The request:
Copy the lines of all the records below verbatim, omitting the pictures from your copy.

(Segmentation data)
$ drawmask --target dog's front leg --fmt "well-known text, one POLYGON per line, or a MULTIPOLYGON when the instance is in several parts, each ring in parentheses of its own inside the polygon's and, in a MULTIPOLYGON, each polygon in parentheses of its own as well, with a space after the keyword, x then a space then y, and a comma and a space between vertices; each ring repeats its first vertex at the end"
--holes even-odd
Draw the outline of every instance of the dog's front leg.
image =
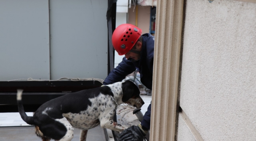
POLYGON ((80 132, 80 141, 86 141, 87 137, 87 130, 81 130, 80 132))
POLYGON ((128 127, 125 125, 120 125, 114 121, 113 120, 109 119, 105 119, 101 120, 100 127, 118 132, 122 132, 128 127))

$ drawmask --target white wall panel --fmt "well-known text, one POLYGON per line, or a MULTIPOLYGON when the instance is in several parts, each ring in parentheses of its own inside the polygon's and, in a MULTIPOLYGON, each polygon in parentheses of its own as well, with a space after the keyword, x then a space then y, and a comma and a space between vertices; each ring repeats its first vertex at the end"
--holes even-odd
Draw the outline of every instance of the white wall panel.
POLYGON ((105 79, 107 0, 50 0, 51 78, 105 79))
POLYGON ((50 79, 48 0, 0 0, 0 81, 50 79))

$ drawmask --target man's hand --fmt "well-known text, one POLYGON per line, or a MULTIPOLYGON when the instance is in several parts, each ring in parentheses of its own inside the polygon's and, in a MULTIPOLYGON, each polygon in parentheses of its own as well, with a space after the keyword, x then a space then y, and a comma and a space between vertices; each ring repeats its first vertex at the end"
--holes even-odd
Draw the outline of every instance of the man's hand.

Right answer:
$ drawmask --target dog's front leg --fmt "well-known text, one POLYGON per line, or a MULTIPOLYGON when the instance is in several parts, each ring in parentheses of its own inside the polygon's and, in a MULTIPOLYGON, each polygon in parentheses of its own as well, with a space after the keyword, x then a space then y, and a comma and a space between vertices; each ring repeats its first vertex at the end"
--holes even-odd
Draw the outline of every instance of the dog's front leg.
image =
POLYGON ((80 132, 80 141, 86 141, 87 137, 87 130, 81 130, 80 132))
POLYGON ((128 127, 125 125, 120 125, 114 121, 113 120, 109 119, 105 119, 101 120, 100 127, 118 132, 122 132, 128 127))

$ drawmask --target white wall panel --fmt "well-known text, one POLYGON per line, or a MULTIPOLYGON when the instance is in several parts, each ring in parentheses of its own inside the polygon's and, in a MULTIPOLYGON, each polygon in parentheses of its own as well, with a space after the keyword, x then a space then y, and a comma and a space between vertices; each ring repeats its first vertex at the end"
--holes even-odd
Draw the outline of every instance of the white wall panel.
POLYGON ((105 79, 107 0, 50 0, 51 78, 105 79))
POLYGON ((50 79, 48 0, 0 0, 0 81, 50 79))

$ drawmask --target man's hand --fmt "well-known text, one POLYGON per line, or a MULTIPOLYGON when the instance is in several parts, each ring in parentheses of its own inside the polygon's and, in a MULTIPOLYGON, each polygon in parentheses of its own as well, with a space after the keyword, x then a space then y, and a comma and a space between vertices; each ring repeats its first vertex at the end"
--holes even-odd
Draw the outline of every instance of the man's hand.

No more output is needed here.